_Direction_
Reproduce verbatim the lines of the material from the line containing "row: door frame" through the line containing "Each instance of the door", inclusive.

[A run of records]
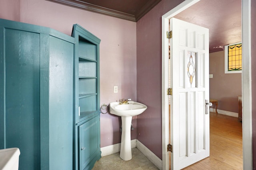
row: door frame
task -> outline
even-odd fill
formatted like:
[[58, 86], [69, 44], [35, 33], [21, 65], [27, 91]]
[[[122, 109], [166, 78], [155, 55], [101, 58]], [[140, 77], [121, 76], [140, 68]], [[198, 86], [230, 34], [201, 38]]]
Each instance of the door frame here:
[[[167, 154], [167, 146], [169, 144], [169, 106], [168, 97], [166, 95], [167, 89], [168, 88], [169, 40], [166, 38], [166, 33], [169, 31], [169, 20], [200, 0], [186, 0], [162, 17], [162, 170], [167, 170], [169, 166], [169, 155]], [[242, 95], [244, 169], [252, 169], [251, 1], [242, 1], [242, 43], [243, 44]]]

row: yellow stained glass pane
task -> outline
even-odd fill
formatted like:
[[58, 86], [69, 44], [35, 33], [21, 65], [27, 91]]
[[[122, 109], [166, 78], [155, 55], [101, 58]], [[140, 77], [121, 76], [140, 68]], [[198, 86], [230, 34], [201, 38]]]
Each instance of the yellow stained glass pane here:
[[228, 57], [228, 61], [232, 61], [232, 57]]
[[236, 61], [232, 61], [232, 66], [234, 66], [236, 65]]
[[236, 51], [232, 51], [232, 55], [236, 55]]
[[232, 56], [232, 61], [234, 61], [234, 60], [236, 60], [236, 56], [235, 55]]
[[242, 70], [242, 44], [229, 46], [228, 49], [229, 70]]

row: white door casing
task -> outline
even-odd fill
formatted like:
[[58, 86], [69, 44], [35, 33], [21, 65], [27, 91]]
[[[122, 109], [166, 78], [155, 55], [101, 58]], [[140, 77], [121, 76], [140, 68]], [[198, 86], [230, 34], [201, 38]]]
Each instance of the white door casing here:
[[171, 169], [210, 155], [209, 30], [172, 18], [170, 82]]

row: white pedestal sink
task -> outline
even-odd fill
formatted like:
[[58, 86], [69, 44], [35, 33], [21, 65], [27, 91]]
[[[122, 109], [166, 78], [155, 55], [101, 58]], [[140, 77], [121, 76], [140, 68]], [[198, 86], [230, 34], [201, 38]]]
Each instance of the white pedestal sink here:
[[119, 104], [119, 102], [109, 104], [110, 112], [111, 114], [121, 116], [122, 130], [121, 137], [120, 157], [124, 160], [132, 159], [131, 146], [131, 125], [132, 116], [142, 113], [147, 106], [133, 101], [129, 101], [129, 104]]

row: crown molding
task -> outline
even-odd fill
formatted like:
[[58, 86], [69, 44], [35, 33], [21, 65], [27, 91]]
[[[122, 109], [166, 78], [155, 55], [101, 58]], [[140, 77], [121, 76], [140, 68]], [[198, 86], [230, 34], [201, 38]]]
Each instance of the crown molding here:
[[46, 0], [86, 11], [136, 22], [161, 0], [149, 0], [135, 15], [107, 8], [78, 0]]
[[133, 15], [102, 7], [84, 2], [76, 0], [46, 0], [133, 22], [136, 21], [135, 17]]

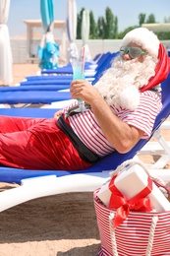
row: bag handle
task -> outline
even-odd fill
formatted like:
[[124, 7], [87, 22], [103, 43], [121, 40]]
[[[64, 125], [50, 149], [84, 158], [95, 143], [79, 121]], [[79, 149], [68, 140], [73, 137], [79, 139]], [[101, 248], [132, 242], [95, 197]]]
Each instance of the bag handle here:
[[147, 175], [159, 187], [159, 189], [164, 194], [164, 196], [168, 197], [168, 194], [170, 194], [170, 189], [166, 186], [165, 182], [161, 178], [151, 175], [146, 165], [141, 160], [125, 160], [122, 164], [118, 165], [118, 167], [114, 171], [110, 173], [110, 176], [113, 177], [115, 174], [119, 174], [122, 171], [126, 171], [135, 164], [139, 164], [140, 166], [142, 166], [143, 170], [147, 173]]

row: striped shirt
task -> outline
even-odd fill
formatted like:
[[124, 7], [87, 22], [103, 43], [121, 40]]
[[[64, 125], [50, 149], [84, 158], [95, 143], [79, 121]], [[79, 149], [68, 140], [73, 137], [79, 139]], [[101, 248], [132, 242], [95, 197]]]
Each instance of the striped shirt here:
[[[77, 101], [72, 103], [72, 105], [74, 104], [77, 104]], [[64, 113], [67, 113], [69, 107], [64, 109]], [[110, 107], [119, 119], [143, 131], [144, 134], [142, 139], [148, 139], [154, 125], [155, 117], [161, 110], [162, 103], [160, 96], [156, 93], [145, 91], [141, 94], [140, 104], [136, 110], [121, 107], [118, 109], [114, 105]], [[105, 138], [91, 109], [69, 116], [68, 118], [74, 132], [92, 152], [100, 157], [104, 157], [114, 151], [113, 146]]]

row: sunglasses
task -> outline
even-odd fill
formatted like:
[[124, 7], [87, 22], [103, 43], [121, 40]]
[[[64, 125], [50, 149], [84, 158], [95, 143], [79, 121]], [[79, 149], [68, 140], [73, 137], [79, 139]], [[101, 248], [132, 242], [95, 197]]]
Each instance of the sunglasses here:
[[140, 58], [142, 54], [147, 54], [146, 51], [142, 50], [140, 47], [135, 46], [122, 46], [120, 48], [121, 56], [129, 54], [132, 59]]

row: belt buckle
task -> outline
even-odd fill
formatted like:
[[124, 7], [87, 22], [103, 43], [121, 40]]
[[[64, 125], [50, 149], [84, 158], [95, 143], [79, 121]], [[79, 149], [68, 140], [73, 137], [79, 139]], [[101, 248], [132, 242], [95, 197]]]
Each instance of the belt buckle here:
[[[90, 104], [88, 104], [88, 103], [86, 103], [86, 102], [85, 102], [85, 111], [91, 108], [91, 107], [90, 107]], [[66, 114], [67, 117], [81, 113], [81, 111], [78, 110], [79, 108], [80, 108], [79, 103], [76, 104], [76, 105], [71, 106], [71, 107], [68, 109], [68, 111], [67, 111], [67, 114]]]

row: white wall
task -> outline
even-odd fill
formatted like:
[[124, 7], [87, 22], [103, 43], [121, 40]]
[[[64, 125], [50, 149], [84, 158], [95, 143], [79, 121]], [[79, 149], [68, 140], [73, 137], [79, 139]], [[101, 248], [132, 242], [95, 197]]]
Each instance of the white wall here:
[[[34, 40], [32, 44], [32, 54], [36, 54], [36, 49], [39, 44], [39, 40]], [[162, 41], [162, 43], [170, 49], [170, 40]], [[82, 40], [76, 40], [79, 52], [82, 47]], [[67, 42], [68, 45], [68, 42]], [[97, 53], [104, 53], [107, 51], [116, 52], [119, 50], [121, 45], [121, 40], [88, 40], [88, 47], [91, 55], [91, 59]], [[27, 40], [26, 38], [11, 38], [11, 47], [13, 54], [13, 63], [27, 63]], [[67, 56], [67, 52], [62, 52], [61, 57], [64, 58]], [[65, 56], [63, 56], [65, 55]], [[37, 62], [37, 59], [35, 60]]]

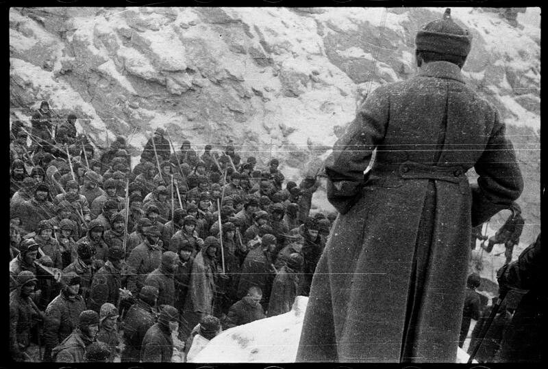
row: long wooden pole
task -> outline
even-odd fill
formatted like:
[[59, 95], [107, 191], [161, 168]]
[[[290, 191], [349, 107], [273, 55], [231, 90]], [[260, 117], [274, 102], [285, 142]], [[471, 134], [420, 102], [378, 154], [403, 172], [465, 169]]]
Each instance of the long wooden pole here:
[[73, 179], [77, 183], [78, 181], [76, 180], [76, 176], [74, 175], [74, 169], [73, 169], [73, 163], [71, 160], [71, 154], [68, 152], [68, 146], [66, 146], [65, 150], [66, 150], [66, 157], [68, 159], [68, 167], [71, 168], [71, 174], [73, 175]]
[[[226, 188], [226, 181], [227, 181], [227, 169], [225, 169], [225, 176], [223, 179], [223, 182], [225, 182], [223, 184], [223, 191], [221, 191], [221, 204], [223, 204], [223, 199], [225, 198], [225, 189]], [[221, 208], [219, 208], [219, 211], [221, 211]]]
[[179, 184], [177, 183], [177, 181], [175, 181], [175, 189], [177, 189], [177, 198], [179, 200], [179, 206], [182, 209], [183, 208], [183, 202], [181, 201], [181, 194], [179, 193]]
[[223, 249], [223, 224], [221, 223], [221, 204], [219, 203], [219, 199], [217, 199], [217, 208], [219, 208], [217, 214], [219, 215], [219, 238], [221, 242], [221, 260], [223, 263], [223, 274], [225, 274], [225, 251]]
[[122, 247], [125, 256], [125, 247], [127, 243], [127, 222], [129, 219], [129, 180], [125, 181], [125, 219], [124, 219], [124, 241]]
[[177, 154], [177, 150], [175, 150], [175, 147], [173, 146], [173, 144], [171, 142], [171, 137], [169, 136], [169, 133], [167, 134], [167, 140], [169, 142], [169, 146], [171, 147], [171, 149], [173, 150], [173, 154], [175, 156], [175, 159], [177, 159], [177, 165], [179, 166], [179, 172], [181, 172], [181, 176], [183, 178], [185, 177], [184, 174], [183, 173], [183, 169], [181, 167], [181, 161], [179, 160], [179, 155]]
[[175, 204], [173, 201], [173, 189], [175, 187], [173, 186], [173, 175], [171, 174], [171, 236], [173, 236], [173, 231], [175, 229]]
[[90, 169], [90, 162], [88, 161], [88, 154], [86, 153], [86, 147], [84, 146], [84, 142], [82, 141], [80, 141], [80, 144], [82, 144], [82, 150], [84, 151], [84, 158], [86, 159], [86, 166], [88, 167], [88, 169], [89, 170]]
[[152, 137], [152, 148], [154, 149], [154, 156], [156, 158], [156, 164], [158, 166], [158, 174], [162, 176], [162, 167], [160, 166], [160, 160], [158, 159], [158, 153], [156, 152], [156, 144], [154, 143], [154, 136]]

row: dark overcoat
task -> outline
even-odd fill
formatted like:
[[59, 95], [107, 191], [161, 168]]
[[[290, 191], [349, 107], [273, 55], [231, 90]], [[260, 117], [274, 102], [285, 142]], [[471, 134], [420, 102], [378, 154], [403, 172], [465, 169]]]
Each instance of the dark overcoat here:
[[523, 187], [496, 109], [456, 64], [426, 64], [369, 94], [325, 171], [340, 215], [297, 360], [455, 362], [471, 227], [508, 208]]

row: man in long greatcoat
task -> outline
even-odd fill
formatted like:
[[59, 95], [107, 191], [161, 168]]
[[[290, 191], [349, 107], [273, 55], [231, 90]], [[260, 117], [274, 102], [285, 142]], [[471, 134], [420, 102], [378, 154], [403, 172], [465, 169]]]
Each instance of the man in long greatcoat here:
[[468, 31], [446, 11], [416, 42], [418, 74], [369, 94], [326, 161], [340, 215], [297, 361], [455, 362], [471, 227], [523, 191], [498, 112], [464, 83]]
==
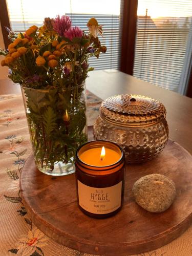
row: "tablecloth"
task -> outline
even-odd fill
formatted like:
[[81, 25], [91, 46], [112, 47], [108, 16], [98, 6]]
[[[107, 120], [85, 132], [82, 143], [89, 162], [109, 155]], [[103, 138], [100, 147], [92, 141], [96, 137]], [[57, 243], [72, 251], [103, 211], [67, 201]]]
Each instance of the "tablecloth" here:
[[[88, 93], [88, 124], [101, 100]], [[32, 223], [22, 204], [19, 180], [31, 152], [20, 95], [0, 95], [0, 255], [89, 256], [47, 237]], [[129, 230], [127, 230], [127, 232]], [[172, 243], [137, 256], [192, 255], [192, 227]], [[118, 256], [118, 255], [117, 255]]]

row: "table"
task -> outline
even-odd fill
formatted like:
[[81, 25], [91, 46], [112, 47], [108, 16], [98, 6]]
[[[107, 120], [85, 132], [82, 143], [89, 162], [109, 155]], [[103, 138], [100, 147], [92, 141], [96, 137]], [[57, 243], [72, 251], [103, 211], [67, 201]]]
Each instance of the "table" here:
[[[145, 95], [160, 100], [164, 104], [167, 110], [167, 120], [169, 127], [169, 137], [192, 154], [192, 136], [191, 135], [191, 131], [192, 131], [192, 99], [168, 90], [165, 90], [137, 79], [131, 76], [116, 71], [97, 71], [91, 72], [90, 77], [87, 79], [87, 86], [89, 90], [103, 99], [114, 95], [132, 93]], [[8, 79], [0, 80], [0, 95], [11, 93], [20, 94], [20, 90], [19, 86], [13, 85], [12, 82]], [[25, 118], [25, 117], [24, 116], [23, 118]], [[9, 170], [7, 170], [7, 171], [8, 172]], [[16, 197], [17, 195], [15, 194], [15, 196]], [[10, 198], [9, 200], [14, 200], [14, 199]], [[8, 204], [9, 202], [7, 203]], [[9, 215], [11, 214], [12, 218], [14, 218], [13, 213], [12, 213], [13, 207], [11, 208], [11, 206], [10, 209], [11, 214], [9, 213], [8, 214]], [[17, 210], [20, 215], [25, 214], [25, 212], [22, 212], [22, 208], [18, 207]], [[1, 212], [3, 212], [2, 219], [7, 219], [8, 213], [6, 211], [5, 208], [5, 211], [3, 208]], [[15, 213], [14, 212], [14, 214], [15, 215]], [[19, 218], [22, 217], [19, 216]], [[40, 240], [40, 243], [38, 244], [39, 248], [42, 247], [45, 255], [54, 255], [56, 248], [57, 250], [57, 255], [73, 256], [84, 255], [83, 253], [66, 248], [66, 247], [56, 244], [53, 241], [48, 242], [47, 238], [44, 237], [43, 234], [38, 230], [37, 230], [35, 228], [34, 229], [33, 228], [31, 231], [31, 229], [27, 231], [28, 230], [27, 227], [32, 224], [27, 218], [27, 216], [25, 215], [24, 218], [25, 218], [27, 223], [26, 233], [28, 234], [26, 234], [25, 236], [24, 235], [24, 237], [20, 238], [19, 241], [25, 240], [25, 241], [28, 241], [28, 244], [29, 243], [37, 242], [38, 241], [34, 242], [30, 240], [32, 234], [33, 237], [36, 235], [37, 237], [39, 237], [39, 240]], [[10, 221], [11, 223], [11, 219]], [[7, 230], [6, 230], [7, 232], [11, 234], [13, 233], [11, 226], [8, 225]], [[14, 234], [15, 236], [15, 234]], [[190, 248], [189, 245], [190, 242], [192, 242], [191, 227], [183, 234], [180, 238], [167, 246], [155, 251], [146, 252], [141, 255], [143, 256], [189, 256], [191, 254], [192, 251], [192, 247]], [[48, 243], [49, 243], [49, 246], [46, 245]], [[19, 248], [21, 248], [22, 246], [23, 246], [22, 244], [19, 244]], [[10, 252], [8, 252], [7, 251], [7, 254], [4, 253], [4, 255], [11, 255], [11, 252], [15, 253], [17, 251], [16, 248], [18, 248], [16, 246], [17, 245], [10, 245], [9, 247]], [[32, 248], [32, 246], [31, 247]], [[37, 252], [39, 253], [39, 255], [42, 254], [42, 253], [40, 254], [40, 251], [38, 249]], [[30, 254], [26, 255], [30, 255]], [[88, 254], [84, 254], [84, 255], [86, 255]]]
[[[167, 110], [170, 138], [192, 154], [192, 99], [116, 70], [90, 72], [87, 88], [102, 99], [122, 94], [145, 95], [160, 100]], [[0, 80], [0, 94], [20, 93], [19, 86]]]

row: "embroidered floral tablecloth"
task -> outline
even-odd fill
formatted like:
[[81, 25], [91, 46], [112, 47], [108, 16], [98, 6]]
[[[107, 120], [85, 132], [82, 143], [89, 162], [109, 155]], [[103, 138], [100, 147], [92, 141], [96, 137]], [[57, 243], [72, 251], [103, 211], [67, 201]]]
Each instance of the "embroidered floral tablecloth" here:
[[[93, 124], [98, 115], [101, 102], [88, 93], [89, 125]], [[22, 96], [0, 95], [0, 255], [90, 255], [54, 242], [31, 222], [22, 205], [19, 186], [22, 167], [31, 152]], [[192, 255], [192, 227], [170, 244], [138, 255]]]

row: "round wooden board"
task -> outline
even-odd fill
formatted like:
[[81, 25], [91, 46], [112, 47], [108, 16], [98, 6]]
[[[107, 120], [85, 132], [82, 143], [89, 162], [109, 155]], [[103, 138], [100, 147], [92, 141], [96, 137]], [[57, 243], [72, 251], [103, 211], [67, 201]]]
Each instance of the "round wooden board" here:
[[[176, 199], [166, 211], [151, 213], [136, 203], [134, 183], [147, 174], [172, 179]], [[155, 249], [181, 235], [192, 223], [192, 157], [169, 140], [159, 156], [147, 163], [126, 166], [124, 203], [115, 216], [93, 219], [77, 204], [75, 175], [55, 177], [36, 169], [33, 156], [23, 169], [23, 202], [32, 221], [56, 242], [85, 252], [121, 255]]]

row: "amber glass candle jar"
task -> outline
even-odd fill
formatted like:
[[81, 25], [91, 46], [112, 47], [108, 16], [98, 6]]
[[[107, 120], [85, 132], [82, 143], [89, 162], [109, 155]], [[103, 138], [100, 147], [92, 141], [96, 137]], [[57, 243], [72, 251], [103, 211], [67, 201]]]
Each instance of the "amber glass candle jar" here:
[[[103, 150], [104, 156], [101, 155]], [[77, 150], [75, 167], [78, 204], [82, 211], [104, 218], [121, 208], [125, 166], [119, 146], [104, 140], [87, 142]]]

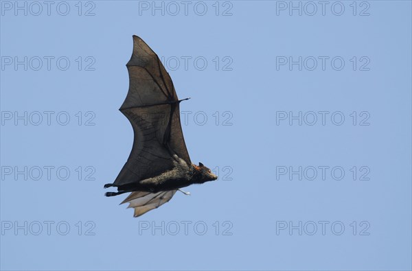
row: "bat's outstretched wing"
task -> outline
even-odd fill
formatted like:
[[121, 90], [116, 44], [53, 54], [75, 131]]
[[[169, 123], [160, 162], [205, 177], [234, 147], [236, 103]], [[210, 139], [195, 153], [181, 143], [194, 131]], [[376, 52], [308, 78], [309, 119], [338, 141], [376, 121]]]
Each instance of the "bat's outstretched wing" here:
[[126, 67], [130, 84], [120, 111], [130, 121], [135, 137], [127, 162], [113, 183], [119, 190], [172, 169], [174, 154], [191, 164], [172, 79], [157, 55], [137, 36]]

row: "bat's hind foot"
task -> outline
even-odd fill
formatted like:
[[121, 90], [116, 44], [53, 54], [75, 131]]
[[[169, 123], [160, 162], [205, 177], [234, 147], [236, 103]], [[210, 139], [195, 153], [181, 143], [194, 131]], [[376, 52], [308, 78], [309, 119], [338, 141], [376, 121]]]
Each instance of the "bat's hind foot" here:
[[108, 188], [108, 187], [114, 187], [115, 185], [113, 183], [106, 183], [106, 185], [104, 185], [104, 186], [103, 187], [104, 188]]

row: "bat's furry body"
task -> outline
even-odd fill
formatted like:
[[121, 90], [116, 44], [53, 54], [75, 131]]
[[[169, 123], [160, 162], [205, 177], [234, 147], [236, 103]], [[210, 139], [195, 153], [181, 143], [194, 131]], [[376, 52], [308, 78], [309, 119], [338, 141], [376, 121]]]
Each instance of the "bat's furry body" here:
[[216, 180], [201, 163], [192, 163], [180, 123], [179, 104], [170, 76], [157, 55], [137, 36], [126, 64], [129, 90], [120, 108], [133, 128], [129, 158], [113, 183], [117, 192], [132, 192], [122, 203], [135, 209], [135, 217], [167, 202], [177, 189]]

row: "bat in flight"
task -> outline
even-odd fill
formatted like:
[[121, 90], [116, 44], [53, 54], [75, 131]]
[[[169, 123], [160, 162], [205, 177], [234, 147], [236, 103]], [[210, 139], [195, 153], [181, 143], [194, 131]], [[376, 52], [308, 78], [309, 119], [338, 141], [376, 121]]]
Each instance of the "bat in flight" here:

_Completed exercise_
row: door frame
task -> outline
even-odd fill
formatted like:
[[58, 86], [69, 44], [35, 33], [21, 65], [27, 91]]
[[[122, 109], [166, 78], [155, 55], [101, 58]], [[140, 77], [121, 76], [140, 68]], [[198, 86], [230, 34], [201, 38]]]
Each instance of the door frame here:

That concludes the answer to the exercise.